- **Problem statement**: Recast the data from its start through the line containing "327,281 -> 640,447" as a JSON list of strings, one string per line, with blank lines skipped. Leave the pictures out of the answer.

Items from a dataset
>> Start

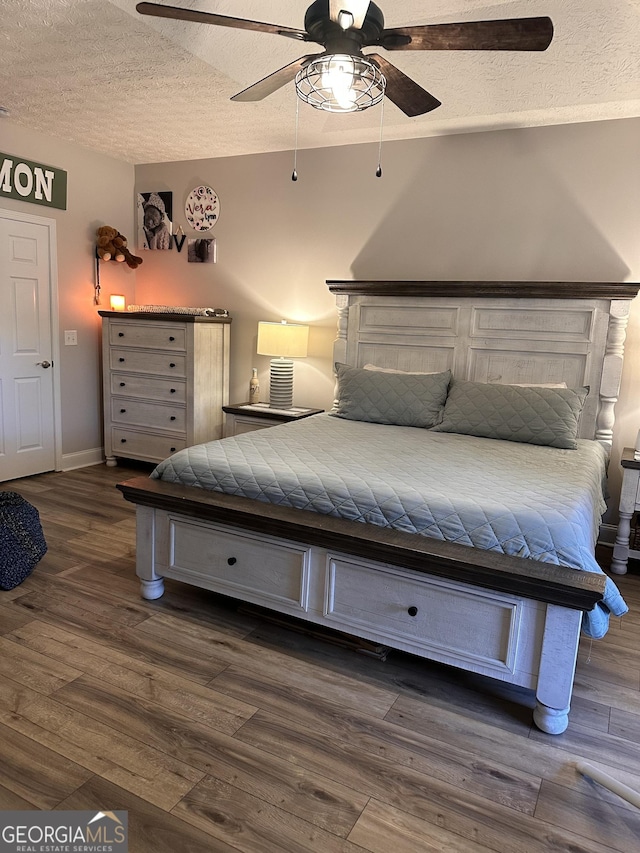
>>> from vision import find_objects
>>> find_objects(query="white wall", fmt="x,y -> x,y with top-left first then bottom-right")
6,114 -> 640,516
0,119 -> 135,459
136,119 -> 640,510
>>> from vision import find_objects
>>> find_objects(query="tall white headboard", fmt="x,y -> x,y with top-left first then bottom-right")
327,281 -> 640,447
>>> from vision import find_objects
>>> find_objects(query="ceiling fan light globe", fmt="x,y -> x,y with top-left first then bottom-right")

>> End

- **Result**:
[
  ">>> from vision import find_objects",
  ">>> find_objects(query=\"white wall\", fmt=\"x,y -> x,y with top-left first then bottom-right\")",
  "6,114 -> 640,516",
  "0,119 -> 135,459",
  "136,119 -> 640,510",
  ">>> from vision import find_objects",
  ">>> find_objects(query=\"tall white headboard\", fmt=\"x,y -> x,y with top-left first then bottom-right\")",
  "327,281 -> 640,447"
]